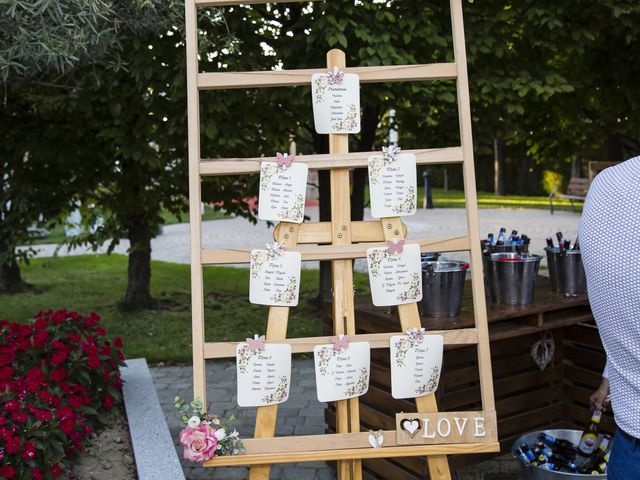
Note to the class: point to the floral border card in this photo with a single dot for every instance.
(274, 277)
(283, 186)
(395, 275)
(341, 372)
(264, 372)
(393, 184)
(416, 362)
(336, 102)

Task to complete :: Format all of the data above as a two-column CSV with the header row instruction,points and one row per instruction. Put each field in double quotes, turn line breaks into spaces, and leave out the pictures.

Result of this task ::
instruction,points
"Note to the class: point to the floral border card in this photo with a single dot for every instance.","(274, 277) (283, 186) (395, 275) (341, 372) (264, 372) (393, 184) (416, 362) (336, 102)"